### DATA SHOWN
=== Section Start ===

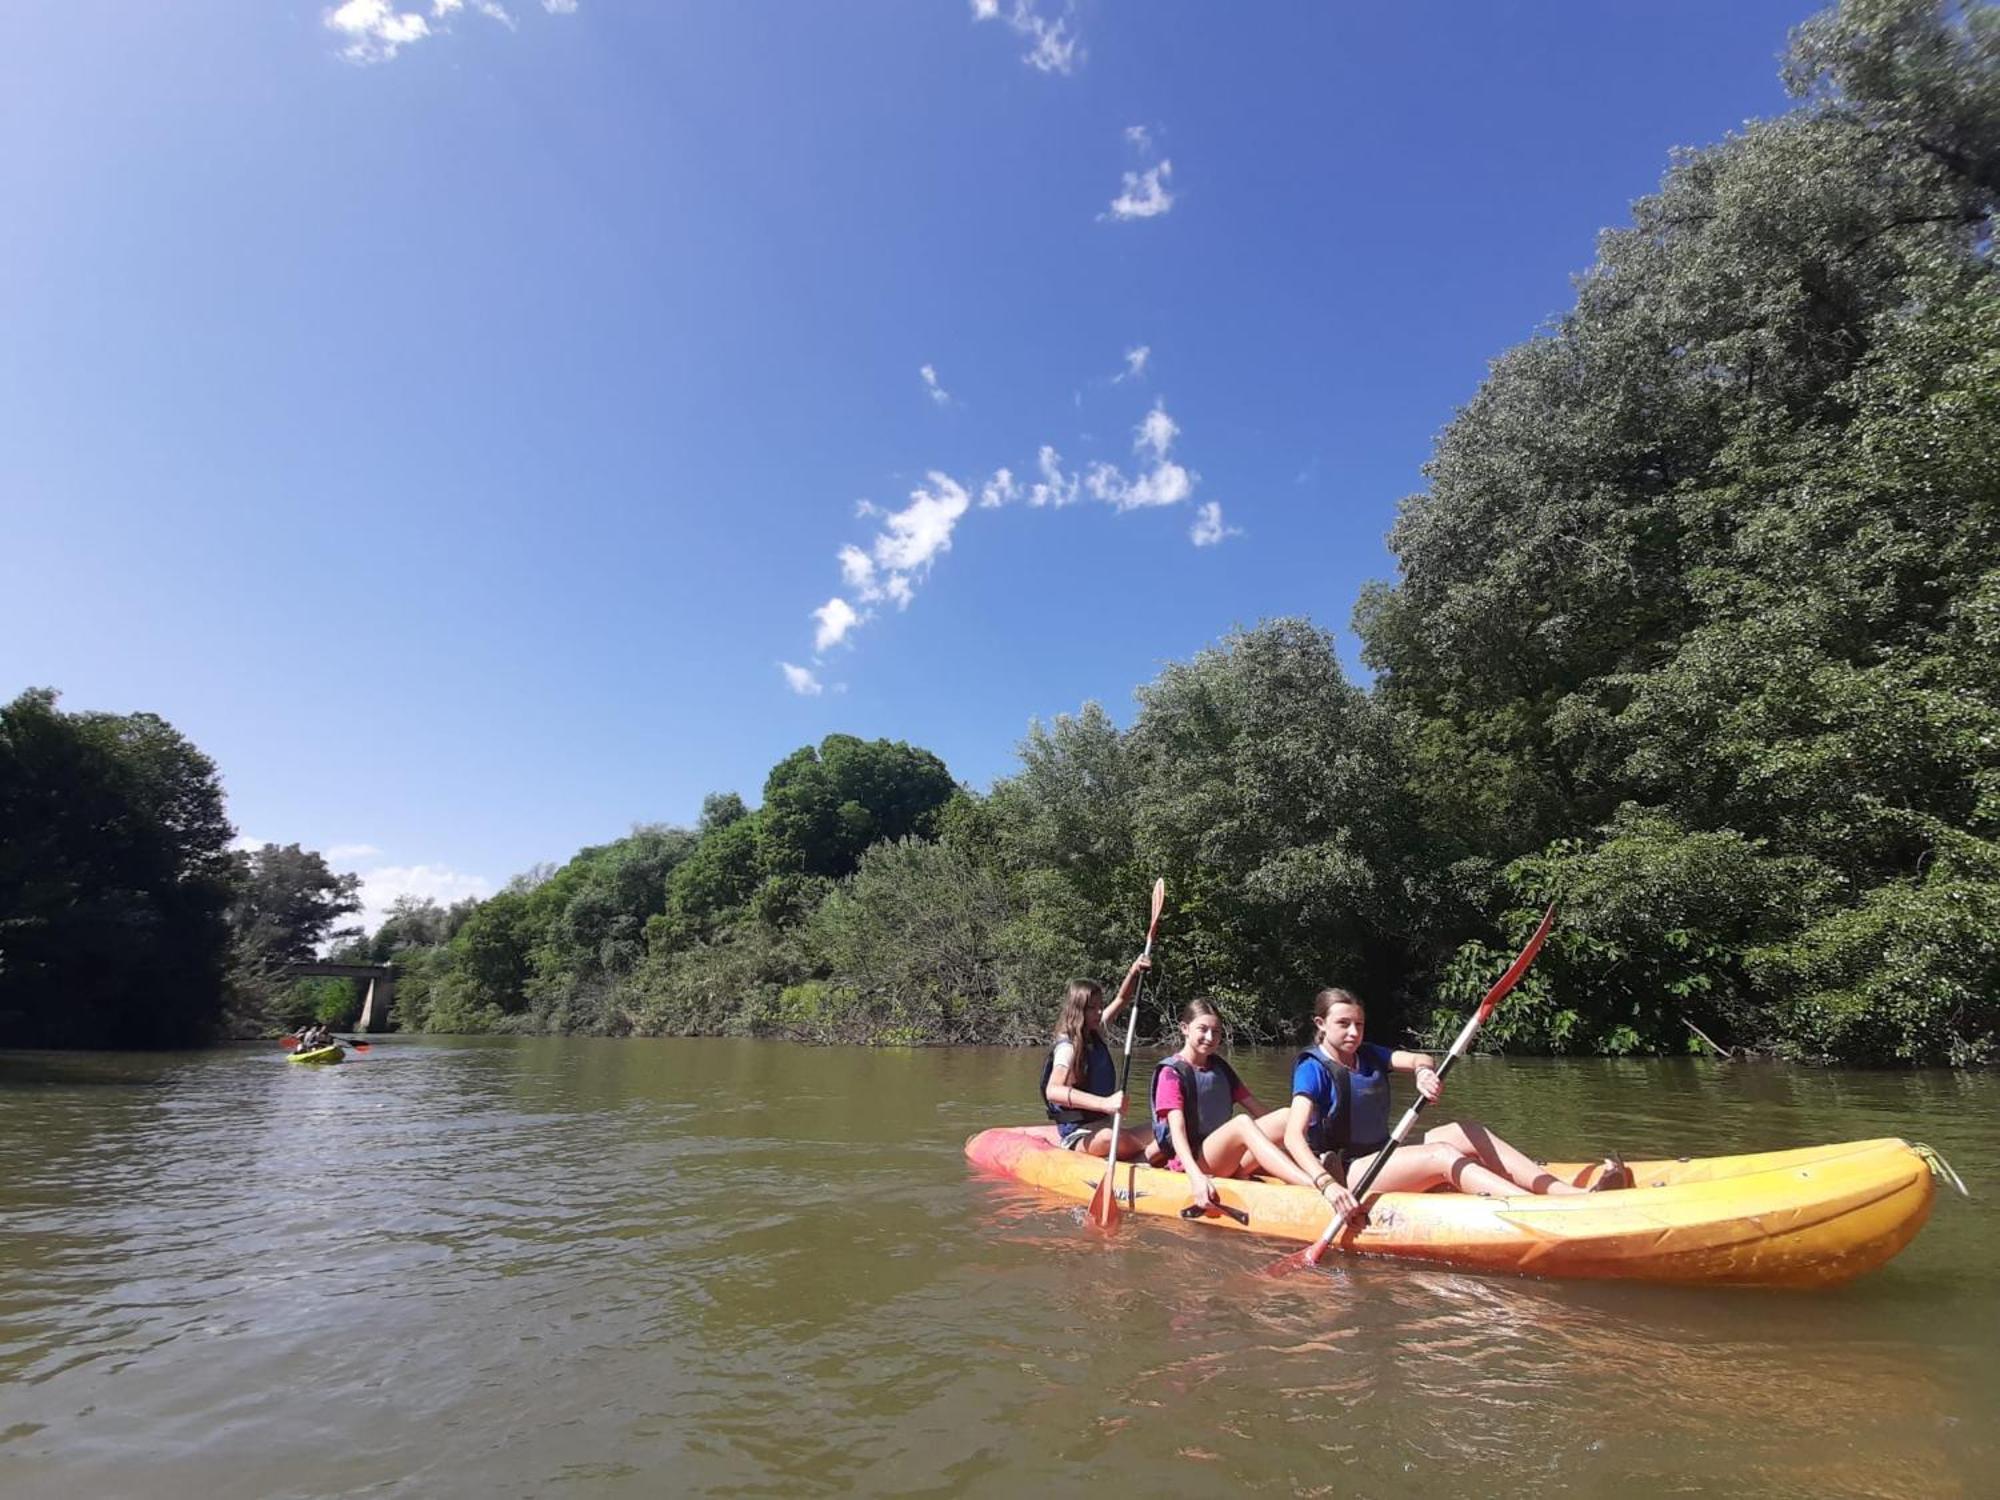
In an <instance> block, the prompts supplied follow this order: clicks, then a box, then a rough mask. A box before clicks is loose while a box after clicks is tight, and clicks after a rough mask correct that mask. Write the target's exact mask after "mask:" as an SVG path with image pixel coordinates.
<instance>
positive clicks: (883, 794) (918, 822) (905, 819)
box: [760, 734, 956, 878]
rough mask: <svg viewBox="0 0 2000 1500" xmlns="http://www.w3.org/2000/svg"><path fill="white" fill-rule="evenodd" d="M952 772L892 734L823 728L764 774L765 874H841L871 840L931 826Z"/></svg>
mask: <svg viewBox="0 0 2000 1500" xmlns="http://www.w3.org/2000/svg"><path fill="white" fill-rule="evenodd" d="M954 790H956V784H954V782H952V774H950V772H948V770H946V768H944V762H942V760H938V758H936V756H934V754H930V752H928V750H916V748H912V746H908V744H904V742H900V740H858V738H854V736H852V734H828V736H826V738H824V740H822V742H820V746H818V748H814V746H804V748H800V750H794V752H792V754H790V756H786V758H784V760H780V762H778V764H776V766H772V770H770V776H768V778H766V780H764V808H762V810H760V818H762V856H764V868H766V872H768V874H818V876H834V878H838V876H844V874H852V872H854V866H856V864H860V858H862V852H864V850H866V848H868V846H870V844H876V842H882V840H896V838H906V836H910V834H916V836H920V838H928V836H932V834H934V832H936V814H938V810H940V808H942V806H944V804H946V802H950V798H952V792H954Z"/></svg>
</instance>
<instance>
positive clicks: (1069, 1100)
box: [1042, 1064, 1124, 1114]
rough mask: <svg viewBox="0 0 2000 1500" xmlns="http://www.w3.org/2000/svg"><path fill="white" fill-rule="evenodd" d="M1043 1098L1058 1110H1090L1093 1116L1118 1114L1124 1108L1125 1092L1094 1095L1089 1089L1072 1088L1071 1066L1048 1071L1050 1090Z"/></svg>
mask: <svg viewBox="0 0 2000 1500" xmlns="http://www.w3.org/2000/svg"><path fill="white" fill-rule="evenodd" d="M1042 1098H1046V1100H1048V1102H1050V1104H1054V1106H1056V1108H1058V1110H1090V1112H1092V1114H1118V1112H1120V1110H1122V1108H1124V1090H1118V1092H1116V1094H1092V1092H1090V1090H1088V1088H1072V1086H1070V1066H1068V1064H1064V1066H1060V1068H1050V1070H1048V1088H1044V1090H1042Z"/></svg>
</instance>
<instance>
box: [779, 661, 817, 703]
mask: <svg viewBox="0 0 2000 1500" xmlns="http://www.w3.org/2000/svg"><path fill="white" fill-rule="evenodd" d="M778 670H780V672H784V686H788V688H790V690H792V692H796V694H798V696H800V698H818V696H820V694H822V692H826V686H824V684H822V682H820V680H818V678H816V676H812V672H808V670H806V668H804V666H792V664H790V662H778Z"/></svg>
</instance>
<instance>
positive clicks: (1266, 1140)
mask: <svg viewBox="0 0 2000 1500" xmlns="http://www.w3.org/2000/svg"><path fill="white" fill-rule="evenodd" d="M1224 1162H1228V1166H1224ZM1248 1164H1256V1168H1258V1170H1260V1172H1264V1174H1266V1176H1274V1178H1278V1180H1280V1182H1294V1184H1298V1186H1300V1188H1310V1186H1312V1178H1308V1176H1306V1174H1304V1172H1300V1170H1298V1162H1294V1160H1292V1156H1290V1154H1288V1152H1286V1150H1284V1146H1278V1144H1276V1142H1274V1140H1270V1138H1268V1136H1266V1134H1264V1130H1262V1122H1260V1120H1252V1118H1250V1116H1248V1114H1232V1116H1230V1120H1228V1124H1226V1126H1222V1128H1220V1130H1216V1132H1214V1134H1212V1136H1208V1138H1206V1140H1204V1142H1202V1166H1206V1168H1208V1170H1210V1172H1214V1174H1216V1176H1222V1178H1230V1176H1236V1174H1240V1172H1242V1170H1244V1166H1248Z"/></svg>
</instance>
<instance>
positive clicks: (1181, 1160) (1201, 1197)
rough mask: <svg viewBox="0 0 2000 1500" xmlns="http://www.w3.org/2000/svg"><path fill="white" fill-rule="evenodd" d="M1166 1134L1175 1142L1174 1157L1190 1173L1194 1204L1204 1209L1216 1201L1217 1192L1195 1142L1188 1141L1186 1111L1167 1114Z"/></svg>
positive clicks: (1182, 1167) (1189, 1177) (1175, 1111)
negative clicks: (1201, 1205)
mask: <svg viewBox="0 0 2000 1500" xmlns="http://www.w3.org/2000/svg"><path fill="white" fill-rule="evenodd" d="M1166 1134H1168V1136H1170V1138H1172V1142H1174V1156H1178V1158H1180V1164H1182V1168H1186V1172H1188V1192H1190V1194H1192V1198H1194V1202H1198V1204H1202V1206H1204V1208H1206V1206H1208V1204H1212V1202H1214V1200H1216V1190H1214V1188H1212V1186H1210V1182H1208V1174H1206V1172H1204V1170H1202V1158H1200V1156H1198V1154H1196V1150H1194V1142H1190V1140H1188V1116H1186V1112H1184V1110H1178V1108H1176V1110H1168V1112H1166Z"/></svg>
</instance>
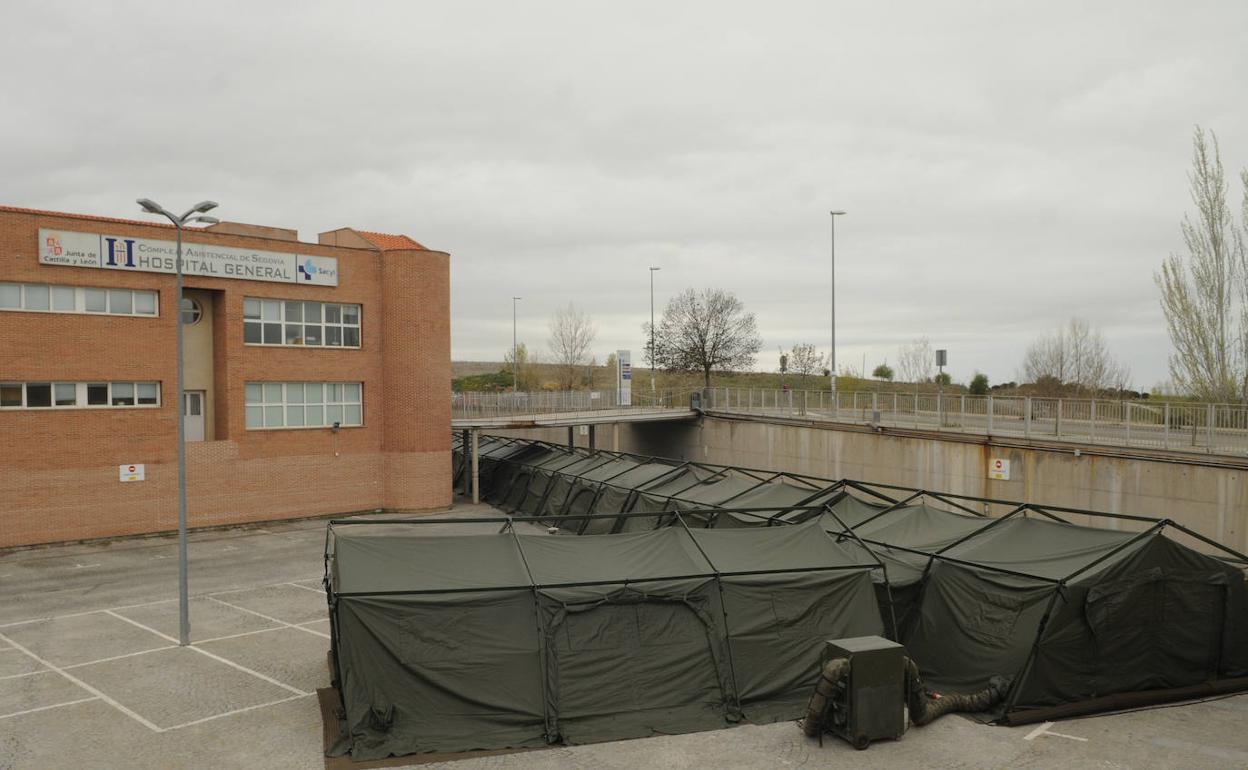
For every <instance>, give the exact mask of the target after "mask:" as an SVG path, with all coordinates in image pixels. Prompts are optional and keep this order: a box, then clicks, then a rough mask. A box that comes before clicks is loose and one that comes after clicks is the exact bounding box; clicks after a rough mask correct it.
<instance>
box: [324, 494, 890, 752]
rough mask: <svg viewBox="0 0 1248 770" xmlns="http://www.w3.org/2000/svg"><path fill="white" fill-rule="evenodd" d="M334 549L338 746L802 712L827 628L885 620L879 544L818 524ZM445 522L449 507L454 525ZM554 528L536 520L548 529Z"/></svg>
mask: <svg viewBox="0 0 1248 770" xmlns="http://www.w3.org/2000/svg"><path fill="white" fill-rule="evenodd" d="M431 522H433V520H432V519H422V520H413V522H411V523H409V529H411V533H407V532H401V533H398V534H396V525H394V524H393V522H387V520H377V522H366V520H361V519H354V520H351V522H333V523H331V525H329V538H328V544H327V588H328V593H329V602H331V621H332V623H331V630H332V651H333V658H334V663H336V666H334V668H336V680H337V685H338V688H339V693H341V698H342V709H343V713H344V715H346V719H344V726H343V730H342V735H343V738H342V740H341V741H339V744H338V745H337V746H336V748H334V753H336V754H349V755H351V756H352V758H353V759H358V760H363V759H379V758H384V756H388V755H403V754H412V753H422V751H462V750H470V749H500V748H517V746H539V745H544V744H547V743H553V741H565V743H590V741H603V740H614V739H623V738H638V736H645V735H653V734H663V733H685V731H693V730H704V729H711V728H720V726H725V725H728V724H731V723H734V721H738V720H740V719H741V718H743V716H744V718H746V719H751V720H755V721H768V720H774V719H795V718H797V716H800V714H801V708H802V705H804V704H805V699H806V696H807V695H809V691H810V688H812V686H814V681H815V678H816V676H817V668H819V650H820V646H821V644H822V640H824V639H827V638H836V636H857V635H867V634H879V633H881V630H882V628H884V626H882V623H881V619H880V614H879V610H877V605H876V602H875V598H874V593H872V588H871V587H872V582H871V574H870V573H871V570H872V569H877V568H879V564H877V562H876V560H875V559H874V558H872V557H871V555H870V553H869V552H866V550H862V549H860V548H857V547H854V545H845V544H840V545H839V544H836V543H835V542H834V539H832V538H830V537H827V535H826V534H825V533H824V532H822V530H821V529H820V528H819V525H817V523H815V522H811V523H810V524H807V525H805V527H791V528H755V529H739V530H701V529H699V530H690V529H688V528H685V527H669V528H664V529H658V530H653V532H644V533H626V534H607V535H585V537H565V535H555V537H552V535H547V534H518V533H515V532H514V530H509V532H503V533H499V534H484V535H421V534H418V533H419V532H421V527H422V524H424V523H431ZM443 522H444V520H443ZM534 532H540V530H534Z"/></svg>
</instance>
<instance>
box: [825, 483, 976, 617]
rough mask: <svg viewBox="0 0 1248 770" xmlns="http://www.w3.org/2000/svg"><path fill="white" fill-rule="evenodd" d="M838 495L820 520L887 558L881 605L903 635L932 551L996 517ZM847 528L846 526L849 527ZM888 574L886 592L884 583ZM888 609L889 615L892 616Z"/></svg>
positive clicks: (825, 529)
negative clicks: (878, 504)
mask: <svg viewBox="0 0 1248 770" xmlns="http://www.w3.org/2000/svg"><path fill="white" fill-rule="evenodd" d="M844 503H845V500H844V499H842V500H839V502H837V503H836V504H834V505H832V507H831V508H832V510H834V512H835V513H836V515H831V514H824V515H822V517H821V518H820V522H821V523H822V525H824V529H825V530H827V532H829V533H831V534H841V537H842V539H844V538H845V537H850V535H849V534H847V529H851V530H852V535H856V537H859V538H861V539H862V542H864V543H865V544H866V545H867V548H870V549H871V550H872V552H875V555H876V557H877V558H879V559H880V560H881V562H882V563H884V565H885V568H886V569H885V570H881V575H880V578H879V579H880V580H881V585H880V604H881V608H884V605H885V603H889V604H891V607H892V613H894V614H892V616H895V618H896V620H897V626H896V629H892V628H890V631H892V634H891V635H892V638H894V639H905V638H906V635H907V634H909V631H910V629H911V626H912V624H914V621H915V619H916V616H917V612H916V610H917V608H919V598H920V592H921V588H922V579H924V575H925V573H926V570H927V563H929V562H930V560H931V554H935V553H937V552H940V550H941V549H942V548H946V547H948V545H952V544H953V543H957V542H958V540H961V539H962V538H966V537H968V535H971V534H972V533H975V532H977V530H980V529H982V528H983V527H987V525H988V524H991V523H992V522H993V520H995V519H988V518H985V517H981V515H972V514H970V513H965V512H957V510H948V509H945V508H937V507H934V505H931V504H929V503H927V502H912V503H910V504H897V505H896V507H892V508H887V507H879V505H875V504H869V503H862V502H855V503H852V504H849V505H845V504H844ZM846 528H847V529H846ZM885 577H886V578H887V588H889V589H891V590H890V592H889V593H887V594H886V593H885V589H884V585H882V582H884V578H885ZM889 618H890V616H889V615H887V614H885V620H886V621H887V620H889Z"/></svg>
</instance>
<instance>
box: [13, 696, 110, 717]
mask: <svg viewBox="0 0 1248 770" xmlns="http://www.w3.org/2000/svg"><path fill="white" fill-rule="evenodd" d="M90 700H100V699H99V698H94V696H92V698H79V699H77V700H66V701H65V703H54V704H52V705H50V706H39V708H37V709H26V710H25V711H14V713H12V714H0V719H9V718H10V716H21V715H24V714H35V713H36V711H47V710H50V709H59V708H61V706H72V705H74V704H79V703H87V701H90Z"/></svg>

=== Section End ===

### ASSIGNMENT
Could you restate, word for word, the lines above from the one with "For every <instance>, give" to the one with "box: [324, 494, 890, 752]", both included?

### RESPONSE BOX
For every <instance>, give the exact mask of the target after "mask:" as an SVG path, with all coordinates in image pixels. Prompts are optional and keep this order: a box, then clicks, then a rough mask. A box that comes before clicks is loose and one that comes after clicks is the exact bounding box; clicks after a rough mask correct it.
<instance>
box: [324, 494, 890, 752]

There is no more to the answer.